- SOURCE EXCERPT:
Scanning at lower than maximum (non-interpolated) resolution of my image scanner tends to exaggerate the contrast of the grain and screw up the mid-tones because of that.1 On the other hand, the resulting size of the scans are major overkill in most cases (I don't print them at A0 size), so I want to downscale the pictures. However, the grain confuses most methods and results in loss of detail and/or loss of the characteristic grain. For example, bicubic sharper tends to result in a "bigger" grain than the original. Now, the best compromise I've found so far is simply using bilinear interpolation, but I doubt that this is the best method to preserve both overall details and the look of the grain.

In short: when processing the scanned negative, how do I "best" preserve both image quality and the characteristic look of the grain?

As Stan Rogers pointed out below, there's a difference between truly scanning the grain of the film, and scanning the "grainy" character of film at lower resolutions. This question is about the latter; Stan Rogers explains how to do the first.

- GOAL: In the film-scanning excerpt, which interpolation method does the writer call the best compromise found so far for downscaling the scans?

- DATASET ROWS:

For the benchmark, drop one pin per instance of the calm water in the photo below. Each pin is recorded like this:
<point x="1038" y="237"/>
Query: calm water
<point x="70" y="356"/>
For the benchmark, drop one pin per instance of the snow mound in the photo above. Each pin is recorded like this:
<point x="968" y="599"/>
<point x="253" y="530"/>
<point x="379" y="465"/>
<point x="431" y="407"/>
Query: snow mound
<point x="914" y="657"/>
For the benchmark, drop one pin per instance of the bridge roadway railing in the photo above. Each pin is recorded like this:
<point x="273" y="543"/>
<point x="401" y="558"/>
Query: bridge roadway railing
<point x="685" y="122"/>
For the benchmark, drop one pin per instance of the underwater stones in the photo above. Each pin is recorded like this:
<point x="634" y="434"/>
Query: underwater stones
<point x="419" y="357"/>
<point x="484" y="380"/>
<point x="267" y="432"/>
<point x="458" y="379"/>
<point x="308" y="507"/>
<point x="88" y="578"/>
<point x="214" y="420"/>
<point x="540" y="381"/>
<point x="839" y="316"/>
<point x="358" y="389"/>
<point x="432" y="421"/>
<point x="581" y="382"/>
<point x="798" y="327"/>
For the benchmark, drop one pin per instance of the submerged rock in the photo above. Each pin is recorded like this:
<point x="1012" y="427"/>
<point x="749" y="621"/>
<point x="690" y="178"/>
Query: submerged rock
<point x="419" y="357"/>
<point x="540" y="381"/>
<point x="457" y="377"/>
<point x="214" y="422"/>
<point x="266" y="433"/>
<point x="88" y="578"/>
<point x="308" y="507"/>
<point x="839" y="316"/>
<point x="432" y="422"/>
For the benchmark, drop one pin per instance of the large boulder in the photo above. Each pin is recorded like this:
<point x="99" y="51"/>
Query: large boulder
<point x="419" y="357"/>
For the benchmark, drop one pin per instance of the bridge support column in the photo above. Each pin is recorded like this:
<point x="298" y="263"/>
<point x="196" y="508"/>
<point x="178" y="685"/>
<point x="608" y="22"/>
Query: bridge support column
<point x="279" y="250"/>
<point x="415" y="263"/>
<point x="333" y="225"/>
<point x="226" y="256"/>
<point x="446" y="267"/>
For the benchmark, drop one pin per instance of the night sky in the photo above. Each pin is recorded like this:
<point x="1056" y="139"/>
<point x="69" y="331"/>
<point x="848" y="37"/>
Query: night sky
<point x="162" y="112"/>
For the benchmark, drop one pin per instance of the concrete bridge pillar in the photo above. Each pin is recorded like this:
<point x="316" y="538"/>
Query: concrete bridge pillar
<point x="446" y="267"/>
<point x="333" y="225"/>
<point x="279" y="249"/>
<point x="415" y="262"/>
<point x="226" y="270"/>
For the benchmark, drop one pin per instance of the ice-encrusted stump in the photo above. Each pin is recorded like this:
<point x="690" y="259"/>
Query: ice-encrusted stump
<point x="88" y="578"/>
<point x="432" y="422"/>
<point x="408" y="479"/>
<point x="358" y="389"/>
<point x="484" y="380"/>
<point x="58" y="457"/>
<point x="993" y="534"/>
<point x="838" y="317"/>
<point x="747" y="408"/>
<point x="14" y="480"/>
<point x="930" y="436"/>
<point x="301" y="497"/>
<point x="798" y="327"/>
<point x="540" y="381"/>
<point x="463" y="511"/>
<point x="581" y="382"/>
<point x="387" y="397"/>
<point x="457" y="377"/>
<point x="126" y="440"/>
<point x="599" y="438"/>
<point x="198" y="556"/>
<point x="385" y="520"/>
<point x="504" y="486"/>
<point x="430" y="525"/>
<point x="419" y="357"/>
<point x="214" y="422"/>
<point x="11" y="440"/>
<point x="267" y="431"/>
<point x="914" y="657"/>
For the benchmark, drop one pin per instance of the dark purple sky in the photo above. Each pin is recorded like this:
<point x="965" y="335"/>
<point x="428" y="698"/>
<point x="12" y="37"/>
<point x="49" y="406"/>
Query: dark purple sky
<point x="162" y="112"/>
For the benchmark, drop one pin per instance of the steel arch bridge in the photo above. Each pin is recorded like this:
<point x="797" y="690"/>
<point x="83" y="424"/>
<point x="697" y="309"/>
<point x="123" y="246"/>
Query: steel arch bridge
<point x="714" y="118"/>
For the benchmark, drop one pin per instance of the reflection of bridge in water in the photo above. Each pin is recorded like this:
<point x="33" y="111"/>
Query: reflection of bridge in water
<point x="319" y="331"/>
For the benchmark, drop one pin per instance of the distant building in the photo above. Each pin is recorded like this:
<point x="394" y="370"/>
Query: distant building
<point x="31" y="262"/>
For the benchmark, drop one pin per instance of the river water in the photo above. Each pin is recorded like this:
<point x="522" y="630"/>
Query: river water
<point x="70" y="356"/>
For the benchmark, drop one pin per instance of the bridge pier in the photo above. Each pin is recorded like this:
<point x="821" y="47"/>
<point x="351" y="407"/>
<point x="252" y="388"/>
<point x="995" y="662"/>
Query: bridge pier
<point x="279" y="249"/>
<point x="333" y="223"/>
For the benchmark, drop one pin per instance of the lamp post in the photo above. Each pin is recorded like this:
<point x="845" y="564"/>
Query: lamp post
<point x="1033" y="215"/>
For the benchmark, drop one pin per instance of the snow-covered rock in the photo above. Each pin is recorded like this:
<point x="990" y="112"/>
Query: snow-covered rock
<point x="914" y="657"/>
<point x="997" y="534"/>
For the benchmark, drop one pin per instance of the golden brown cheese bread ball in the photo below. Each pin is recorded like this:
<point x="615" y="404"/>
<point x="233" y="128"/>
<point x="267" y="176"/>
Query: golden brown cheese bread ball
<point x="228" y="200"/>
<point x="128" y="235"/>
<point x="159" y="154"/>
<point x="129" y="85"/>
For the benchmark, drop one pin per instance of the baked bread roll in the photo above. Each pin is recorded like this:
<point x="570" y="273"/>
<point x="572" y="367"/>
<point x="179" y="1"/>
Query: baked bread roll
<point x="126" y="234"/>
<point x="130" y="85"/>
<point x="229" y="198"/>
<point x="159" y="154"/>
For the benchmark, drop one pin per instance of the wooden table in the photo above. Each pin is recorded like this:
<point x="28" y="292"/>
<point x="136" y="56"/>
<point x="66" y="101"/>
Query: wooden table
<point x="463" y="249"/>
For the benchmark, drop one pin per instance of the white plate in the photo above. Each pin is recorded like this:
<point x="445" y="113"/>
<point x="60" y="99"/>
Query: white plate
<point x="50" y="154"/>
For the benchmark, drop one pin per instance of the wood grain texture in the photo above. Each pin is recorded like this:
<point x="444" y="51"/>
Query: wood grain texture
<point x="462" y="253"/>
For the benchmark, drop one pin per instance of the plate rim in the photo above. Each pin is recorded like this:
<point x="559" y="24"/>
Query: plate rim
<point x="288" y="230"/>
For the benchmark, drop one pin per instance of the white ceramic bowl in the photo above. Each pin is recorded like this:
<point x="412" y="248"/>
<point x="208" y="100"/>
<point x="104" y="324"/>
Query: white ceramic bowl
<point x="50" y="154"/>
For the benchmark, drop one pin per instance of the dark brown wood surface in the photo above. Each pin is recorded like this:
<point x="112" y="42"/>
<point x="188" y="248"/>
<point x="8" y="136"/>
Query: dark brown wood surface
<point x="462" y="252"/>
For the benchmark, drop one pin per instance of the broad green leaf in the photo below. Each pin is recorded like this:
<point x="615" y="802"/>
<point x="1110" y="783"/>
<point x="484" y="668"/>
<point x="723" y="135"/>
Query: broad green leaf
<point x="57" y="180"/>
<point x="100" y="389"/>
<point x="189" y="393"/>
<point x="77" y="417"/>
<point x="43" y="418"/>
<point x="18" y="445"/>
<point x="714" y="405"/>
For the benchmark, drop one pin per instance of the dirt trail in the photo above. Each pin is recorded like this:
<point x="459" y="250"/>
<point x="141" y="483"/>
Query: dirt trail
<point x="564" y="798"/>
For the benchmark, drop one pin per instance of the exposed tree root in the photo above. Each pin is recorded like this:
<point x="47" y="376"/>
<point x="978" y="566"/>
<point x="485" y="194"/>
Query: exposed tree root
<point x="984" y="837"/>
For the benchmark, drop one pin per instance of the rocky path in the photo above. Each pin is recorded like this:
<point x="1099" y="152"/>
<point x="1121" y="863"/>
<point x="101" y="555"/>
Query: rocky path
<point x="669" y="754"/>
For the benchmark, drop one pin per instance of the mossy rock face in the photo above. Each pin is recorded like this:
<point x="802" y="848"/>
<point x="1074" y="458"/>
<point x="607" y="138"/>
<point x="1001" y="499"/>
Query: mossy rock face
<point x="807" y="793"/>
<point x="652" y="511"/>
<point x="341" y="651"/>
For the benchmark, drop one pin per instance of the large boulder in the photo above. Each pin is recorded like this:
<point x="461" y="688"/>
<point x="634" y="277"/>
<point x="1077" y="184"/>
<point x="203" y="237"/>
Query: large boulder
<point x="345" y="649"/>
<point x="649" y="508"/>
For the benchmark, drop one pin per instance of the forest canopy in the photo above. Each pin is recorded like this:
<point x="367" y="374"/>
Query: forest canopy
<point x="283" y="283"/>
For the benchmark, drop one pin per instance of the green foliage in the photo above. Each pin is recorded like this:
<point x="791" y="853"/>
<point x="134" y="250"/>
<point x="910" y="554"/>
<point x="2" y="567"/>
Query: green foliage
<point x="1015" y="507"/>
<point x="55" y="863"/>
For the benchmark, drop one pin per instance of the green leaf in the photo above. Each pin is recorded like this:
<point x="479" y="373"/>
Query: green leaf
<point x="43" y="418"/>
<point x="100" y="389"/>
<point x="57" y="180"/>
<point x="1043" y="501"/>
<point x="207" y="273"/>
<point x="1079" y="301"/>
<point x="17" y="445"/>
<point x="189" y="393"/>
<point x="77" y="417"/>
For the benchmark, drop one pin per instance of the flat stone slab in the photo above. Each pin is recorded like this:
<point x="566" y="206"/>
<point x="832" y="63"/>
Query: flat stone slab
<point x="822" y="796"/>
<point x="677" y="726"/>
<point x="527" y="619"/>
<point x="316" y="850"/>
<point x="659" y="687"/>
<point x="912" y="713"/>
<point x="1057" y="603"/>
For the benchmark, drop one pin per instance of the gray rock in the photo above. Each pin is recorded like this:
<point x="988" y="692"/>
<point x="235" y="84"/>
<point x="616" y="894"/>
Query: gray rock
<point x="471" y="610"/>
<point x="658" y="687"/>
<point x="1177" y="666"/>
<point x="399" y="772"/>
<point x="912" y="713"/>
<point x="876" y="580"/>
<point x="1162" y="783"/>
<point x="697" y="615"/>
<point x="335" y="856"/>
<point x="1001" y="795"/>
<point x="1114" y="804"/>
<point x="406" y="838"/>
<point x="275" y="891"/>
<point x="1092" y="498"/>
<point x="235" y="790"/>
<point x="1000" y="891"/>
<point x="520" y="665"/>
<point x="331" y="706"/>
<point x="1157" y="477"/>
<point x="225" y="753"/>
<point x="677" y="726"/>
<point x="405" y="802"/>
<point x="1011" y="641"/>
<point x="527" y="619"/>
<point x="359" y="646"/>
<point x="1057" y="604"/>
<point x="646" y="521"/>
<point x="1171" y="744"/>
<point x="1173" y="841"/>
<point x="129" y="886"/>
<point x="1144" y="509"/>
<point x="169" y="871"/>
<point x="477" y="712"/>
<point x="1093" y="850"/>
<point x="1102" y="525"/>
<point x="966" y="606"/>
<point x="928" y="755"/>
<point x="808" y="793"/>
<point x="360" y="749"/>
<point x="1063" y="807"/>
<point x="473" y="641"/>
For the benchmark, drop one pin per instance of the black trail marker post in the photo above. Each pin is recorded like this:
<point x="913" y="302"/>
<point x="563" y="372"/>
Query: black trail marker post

- EXERCISE OUTPUT: Bilinear interpolation.